What you are asked to do
In the research news passage below, which gene observed in the memory T cells of Parkinson's disease patients is associated with the familial form of the disease?

[Passage for review Boundary: Start]

SQZ Biotechnologies Receives $2 Million Grant from NIH for Parkinson’s

SQZ Biotech was awarded a $2 million SBIR Phase II grant from the National Institute of General Medical Sciences, a National Institutes of Health division. The two-year grant will support the development of cell engineering approaches to reprogram a patient’s immune cells directly into dopamine-producing neurons. This will be a potential new therapy for Parkinson’s disease, marked by the death of dopamine-producing cells in the brain.

“Directly creating dopamine-producing neurons by reprogramming a patient’s own immune cells would be a major breakthrough and could support a new Parkinson’s disease treatment paradigm,” Jonathan Gilbert, vice president and head of exploratory research at SQZ Biotechnologies, said. “Unlike alternative allogeneic cell replacement approaches in development for Parkinson’s disease, by using a patient’s own cells, treatment might not require chronic immunosuppression. Moreover, in altering cell fate with RNA-based cell engineering methods, no changes to the genome are likely to occur that could carry long-term risks.”

The company’s Cell Squeeze technology may have broader applications than Parkinson’s disease because it is used to induce human pluripotent stem cells to create other cells via delivery of an mRNA encoding for a fate-specifying transcription factor.

Memory T Cells a New Target for Parkinson’s Therapies?

Researchers at La Jolla Institute for Allergy and Immunology discovered that Parkinson’s disease patients have a clear “genetic signature” of the disease in their memory T cells. Parkinson’s disease progresses as dopamine-producing neurons in the brain die, although what is causing the death is unknown. However, one clue is the dead cells contain clumps of the alpha-synuclein protein that has been damaged. Their research found that people with Parkinson’s disease have T cells that target alpha-synuclein early in the disease. This suggests a previously undiscovered possibility of an autoimmune component of the disease.

“Parkinson’s disease is not usually seen as an autoimmune disease,” said LJI research assistant Professor Cecilia Lindestam Arlehamn. “But all of our work points toward T cells having a role in the disease.”

One crucial gene observed in these T cells is LRRK2, which is associated with the familial form of Parkinson’s. This opens up potential new targets for treatment and prevention.

New Approach Decreases Brain Damage in PSP, Alzheimer’s and Related Diseases

Investigators at Washington University School of Medicine in St. Louis demonstrated that targeting astrocytes, specific immune cells in the brain, can reduce tau-related brain damage and inflammation — at least in laboratory mice. Dysfunctional astrocytes, whose job is to clean debris out of the brain and repair damage, have been associated with Alzheimer’s and other neurodegenerative diseases. The researchers identified high levels of Alpha2-NKA, a protein that drives astrocyte toxicity, in brain samples from people who died of progressive supranuclear palsy (PSP), Alzheimer’s and other tau-related neurodegenerative diseases.

[Passage for review Boundary: End]
[Data extracts Boundary: Start]

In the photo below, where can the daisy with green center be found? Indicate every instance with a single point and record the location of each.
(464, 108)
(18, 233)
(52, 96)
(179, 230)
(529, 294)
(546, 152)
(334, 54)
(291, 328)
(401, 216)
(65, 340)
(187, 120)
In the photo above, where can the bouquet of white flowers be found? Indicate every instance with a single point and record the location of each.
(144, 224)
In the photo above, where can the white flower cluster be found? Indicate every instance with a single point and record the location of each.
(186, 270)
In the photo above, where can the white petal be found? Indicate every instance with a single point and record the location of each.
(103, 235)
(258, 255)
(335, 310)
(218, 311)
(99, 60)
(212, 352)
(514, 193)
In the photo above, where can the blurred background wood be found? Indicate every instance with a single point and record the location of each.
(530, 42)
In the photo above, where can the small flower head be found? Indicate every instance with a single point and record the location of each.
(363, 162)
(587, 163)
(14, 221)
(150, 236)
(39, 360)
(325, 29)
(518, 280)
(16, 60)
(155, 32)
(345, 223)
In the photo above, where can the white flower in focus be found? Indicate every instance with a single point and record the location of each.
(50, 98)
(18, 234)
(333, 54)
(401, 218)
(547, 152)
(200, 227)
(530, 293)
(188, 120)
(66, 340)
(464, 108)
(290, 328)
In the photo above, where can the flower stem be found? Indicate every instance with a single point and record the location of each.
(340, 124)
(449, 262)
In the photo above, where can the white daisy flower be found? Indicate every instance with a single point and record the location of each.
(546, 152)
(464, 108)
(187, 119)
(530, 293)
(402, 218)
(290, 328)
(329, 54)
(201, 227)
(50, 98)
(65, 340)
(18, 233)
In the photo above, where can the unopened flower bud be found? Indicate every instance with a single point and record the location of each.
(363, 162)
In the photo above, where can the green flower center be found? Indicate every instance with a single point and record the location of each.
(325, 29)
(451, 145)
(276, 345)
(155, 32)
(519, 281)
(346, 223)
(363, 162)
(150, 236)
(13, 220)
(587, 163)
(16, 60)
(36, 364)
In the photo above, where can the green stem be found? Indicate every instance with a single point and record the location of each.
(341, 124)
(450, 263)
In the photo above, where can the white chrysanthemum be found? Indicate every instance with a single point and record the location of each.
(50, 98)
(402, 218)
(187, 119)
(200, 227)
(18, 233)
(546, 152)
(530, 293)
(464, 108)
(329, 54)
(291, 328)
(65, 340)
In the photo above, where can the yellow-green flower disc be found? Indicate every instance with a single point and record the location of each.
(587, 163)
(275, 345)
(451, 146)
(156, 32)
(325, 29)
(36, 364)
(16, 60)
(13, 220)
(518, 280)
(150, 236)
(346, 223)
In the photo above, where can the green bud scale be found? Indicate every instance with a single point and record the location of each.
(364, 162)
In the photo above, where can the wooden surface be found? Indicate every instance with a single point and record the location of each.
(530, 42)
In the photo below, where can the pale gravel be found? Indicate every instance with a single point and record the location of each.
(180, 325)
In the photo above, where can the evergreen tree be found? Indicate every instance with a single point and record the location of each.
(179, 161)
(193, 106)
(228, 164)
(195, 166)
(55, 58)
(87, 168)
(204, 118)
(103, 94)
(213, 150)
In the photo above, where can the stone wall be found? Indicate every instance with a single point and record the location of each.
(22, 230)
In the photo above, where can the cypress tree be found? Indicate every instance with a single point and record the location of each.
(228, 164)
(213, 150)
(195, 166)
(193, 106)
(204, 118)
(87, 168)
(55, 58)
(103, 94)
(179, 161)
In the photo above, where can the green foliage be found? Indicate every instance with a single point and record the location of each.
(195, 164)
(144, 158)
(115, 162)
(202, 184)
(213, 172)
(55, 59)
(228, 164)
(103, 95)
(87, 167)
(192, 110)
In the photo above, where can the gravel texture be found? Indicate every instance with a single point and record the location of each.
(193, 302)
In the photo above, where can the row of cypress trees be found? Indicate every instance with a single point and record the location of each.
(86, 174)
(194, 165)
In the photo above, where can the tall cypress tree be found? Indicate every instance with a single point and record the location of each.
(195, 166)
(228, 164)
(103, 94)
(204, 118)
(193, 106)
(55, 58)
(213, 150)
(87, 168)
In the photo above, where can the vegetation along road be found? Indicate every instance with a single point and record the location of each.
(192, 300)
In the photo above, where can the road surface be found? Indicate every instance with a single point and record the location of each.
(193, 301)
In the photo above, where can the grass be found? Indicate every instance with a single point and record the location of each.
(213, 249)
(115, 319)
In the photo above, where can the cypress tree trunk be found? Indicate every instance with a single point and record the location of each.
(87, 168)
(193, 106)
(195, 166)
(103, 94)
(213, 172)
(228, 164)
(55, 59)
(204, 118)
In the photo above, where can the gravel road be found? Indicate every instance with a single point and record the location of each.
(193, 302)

[Data extracts Boundary: End]

Answer to this problem
LRRK2